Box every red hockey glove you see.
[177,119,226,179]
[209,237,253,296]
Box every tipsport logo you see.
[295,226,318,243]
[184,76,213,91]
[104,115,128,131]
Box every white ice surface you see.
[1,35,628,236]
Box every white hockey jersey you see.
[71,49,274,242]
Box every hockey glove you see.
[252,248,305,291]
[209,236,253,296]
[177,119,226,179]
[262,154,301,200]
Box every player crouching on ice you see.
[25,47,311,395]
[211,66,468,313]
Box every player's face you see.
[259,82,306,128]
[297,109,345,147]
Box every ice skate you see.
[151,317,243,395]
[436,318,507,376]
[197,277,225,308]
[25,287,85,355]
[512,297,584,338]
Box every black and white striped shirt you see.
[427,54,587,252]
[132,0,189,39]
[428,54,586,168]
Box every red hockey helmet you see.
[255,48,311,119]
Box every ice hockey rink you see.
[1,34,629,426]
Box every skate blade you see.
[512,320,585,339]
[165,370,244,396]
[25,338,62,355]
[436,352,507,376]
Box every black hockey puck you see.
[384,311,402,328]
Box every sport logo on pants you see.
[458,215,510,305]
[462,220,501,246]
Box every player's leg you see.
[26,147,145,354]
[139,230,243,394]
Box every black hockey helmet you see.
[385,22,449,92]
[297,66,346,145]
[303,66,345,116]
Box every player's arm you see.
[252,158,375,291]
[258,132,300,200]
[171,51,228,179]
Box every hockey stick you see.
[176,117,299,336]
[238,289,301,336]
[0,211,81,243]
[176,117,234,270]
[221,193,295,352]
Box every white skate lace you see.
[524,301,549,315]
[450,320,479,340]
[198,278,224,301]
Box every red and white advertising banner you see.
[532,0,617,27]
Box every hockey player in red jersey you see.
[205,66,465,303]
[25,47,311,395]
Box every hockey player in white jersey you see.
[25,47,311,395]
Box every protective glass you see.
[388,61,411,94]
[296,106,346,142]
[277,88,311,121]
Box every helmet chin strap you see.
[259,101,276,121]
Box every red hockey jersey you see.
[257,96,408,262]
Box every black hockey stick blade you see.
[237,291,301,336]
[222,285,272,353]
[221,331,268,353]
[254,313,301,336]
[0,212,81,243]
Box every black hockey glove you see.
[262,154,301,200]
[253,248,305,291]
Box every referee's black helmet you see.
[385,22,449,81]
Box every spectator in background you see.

- [EXERCISE OBJECTIVE]:
A complete, exact transcription of the data above is the required answer.

- [SOLVED EXERCISE]:
Box every red hockey glove you see.
[177,119,226,179]
[209,237,253,296]
Box every tipsport logo you see.
[295,226,318,243]
[184,76,213,91]
[104,115,128,131]
Box every white ice surface you see.
[1,35,628,236]
Box every white hockey jersey you see.
[71,49,274,242]
Box every hockey glove you see.
[252,248,305,291]
[209,236,253,296]
[177,119,226,179]
[262,154,301,200]
Box every player crouching on ice you see.
[25,47,311,395]
[211,66,468,313]
Box every player's face you see.
[259,82,306,128]
[297,109,345,147]
Box every ice skate you see.
[151,317,243,395]
[436,318,507,376]
[197,277,225,308]
[25,287,85,355]
[512,297,584,338]
Box every black and white striped shirt you see.
[427,54,587,252]
[132,0,189,39]
[428,54,586,168]
Box every red hockey helmet you see.
[255,48,311,119]
Box every ice hockey rink you see.
[1,34,629,426]
Box every skate blade you see.
[512,320,585,339]
[165,370,244,396]
[25,338,62,355]
[436,352,507,376]
Box every black hockey puck you see.
[384,311,402,328]
Box every sport logo on pants you see.
[458,215,510,305]
[462,220,501,246]
Box every player's leg you see.
[26,147,145,354]
[139,230,243,394]
Box every black hockey helmet you see.
[385,22,449,92]
[297,66,346,145]
[303,66,345,116]
Box every player's arm you see.
[252,158,375,291]
[258,132,300,200]
[171,51,228,179]
Box every hockey stick you see.
[176,117,299,336]
[238,289,301,336]
[0,211,81,243]
[176,117,234,270]
[221,193,295,352]
Box every white skate lace you see.
[524,301,549,315]
[450,320,479,340]
[198,278,224,301]
Box every red and white advertising banner you see.
[532,0,617,27]
Box every hockey player in red jersey you see.
[205,66,465,303]
[25,47,311,395]
Box every hockey player in white jersey you see.
[25,47,311,395]
Box every protective glass you see.
[388,61,411,94]
[296,106,346,142]
[277,88,311,121]
Box every helmet chin strap you see.
[259,101,276,121]
Box every red hockey jersey you see.
[257,96,408,262]
Box every black hockey stick blade you see.
[237,291,301,336]
[222,285,272,353]
[221,331,268,353]
[254,313,301,336]
[0,212,81,243]
Box every black hockey glove you see.
[262,154,301,200]
[253,248,305,291]
Box every referee's black helmet you see.
[385,22,449,81]
Box every spectator in background you see.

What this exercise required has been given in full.